**Short task 1**
Answer these questions about the transcript, one answer per line, with each answer labeled to match its question.
(a) What name is picked for the person whose message is read out?
(b) In what country does that person attend high school?
(c) What haircut does the person's whole band want to get?

**Document extract**
▼▼▼
That one, the same one from like months and months ago
Oh yeah, that's right
I haven't physically met anyone that I met
Or that I met online on Tinder
Wow
I don't know
Very tight
Alright, next question
Yeah
Oh, guys name
Guys name
Go with Burt, Burt's the little kid
The little funny child
That's perfect for this
He's a high schooler in Australia
Hey guys
I'm a high school student in Australia
I'm in a band
The only serious one in my school
And my whole band wants to...
I'm in a band, the only serious one in my school
And my whole band wants to get bowl cuts
My girlfriend of a year
Really doesn't want me to go through with it
Even though I had one when we met
Hope you can help
Is it like a Beatles thing?
Yeah, maybe
Maybe like bowl cuts
Are bowl cuts cool?
Are we back again?
Am I ready to stop putting crap in my hair
And just let it fall forward?
So I guess, yeah
Well, whether or not bowl cuts are cool or not
What do you do when your lady friend
Doesn't want you to do something
That all your guy friends want you to do
You're kind of fucked
Not just your guy friends
You're banned
You're banned
The only serious one in the whole school
I think you just don't do it
You don't?
See, it's basically who do you prioritize
Who do you want to piss off?
Well, who do you spend more time with?
▲▲▲
**Information provided**
▼▼▼
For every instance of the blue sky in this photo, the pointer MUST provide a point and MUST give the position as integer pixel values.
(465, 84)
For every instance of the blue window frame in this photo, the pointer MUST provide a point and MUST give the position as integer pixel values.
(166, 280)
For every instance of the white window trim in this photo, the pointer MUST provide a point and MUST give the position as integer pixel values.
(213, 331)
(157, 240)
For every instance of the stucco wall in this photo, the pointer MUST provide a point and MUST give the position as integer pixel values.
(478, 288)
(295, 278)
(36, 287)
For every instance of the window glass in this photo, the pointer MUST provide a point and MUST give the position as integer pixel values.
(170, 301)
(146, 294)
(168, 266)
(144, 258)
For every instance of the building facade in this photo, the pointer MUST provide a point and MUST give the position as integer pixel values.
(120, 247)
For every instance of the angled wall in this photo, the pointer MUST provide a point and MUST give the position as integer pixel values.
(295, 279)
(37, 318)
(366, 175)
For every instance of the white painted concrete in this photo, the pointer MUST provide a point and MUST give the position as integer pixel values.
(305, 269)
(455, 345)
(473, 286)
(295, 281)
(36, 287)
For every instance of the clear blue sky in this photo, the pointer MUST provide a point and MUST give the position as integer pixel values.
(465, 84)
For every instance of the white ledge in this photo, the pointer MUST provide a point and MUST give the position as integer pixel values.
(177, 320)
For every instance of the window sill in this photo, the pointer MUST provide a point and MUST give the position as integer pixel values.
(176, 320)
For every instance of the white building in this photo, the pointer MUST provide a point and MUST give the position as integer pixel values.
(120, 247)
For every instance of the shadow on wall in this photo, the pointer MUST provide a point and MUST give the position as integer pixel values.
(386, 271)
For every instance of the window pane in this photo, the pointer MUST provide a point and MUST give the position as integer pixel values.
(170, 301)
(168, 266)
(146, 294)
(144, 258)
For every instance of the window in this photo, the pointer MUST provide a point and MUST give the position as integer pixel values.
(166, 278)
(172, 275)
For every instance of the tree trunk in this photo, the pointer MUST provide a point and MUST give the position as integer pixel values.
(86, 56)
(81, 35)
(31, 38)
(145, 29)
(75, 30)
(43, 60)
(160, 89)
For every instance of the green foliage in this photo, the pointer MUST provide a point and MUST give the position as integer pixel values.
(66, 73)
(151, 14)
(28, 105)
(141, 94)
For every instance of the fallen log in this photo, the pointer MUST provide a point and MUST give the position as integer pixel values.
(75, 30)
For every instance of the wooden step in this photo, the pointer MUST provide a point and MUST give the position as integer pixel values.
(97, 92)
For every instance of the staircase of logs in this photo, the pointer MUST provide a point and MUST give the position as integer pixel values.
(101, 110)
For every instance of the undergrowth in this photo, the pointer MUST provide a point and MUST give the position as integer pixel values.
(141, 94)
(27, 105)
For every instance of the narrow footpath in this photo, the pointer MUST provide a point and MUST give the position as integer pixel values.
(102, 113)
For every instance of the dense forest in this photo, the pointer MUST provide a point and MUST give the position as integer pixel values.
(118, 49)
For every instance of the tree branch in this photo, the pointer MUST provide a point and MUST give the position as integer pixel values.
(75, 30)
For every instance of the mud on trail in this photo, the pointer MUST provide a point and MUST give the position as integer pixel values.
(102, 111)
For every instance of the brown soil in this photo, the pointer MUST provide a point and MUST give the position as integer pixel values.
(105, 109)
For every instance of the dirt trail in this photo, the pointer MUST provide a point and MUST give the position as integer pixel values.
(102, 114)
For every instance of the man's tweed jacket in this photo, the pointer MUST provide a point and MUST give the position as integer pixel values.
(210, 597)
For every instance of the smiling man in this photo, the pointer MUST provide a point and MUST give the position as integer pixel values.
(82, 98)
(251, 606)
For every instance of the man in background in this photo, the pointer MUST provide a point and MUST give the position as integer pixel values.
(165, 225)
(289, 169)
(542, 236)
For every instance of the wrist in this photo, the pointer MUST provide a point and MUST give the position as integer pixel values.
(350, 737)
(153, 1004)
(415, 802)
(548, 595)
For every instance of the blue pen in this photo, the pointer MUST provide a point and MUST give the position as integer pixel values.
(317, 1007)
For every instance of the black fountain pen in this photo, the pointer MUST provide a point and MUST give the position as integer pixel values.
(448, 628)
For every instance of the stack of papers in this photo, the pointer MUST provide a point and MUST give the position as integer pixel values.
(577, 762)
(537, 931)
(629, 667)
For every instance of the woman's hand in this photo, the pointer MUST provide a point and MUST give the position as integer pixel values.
▲▲▲
**Short task 2**
Please output the entries exactly, from the line containing "For every instance of the smiling" through the end of the entries.

**Output 1**
(a) Burt
(b) Australia
(c) Bowl cuts

**Output 2**
For every instance of the smiling man in this photo, the pointer MUST provide a point and MUST give the position as integer pixel values.
(82, 98)
(251, 606)
For every instance of the man in background in this photo, the pointer MUST provide a point and MUST give the position as integer pixel values.
(165, 225)
(289, 169)
(542, 236)
For every instance of the wrist in this photo, the pointer MUST provide a point and MUST give the position as integer pixel values.
(350, 737)
(153, 1004)
(415, 802)
(548, 595)
For every instance of the blue pen in this photo, the pointer MUST provide a point and MUST give the position as integer pixel values.
(317, 1007)
For every instance of the black fountain pen in this photo, the pointer MUST provide a point and MUST give the position as integer pixel values.
(448, 628)
For every instance of the stack of papers in this photo, the pointer MUST provide a point and MUST give the position as integer pixel values.
(577, 762)
(537, 931)
(629, 667)
For every instance of the woman's hand in this photo, the pointer MUST provide a point and MUST give the position as integer pixel values.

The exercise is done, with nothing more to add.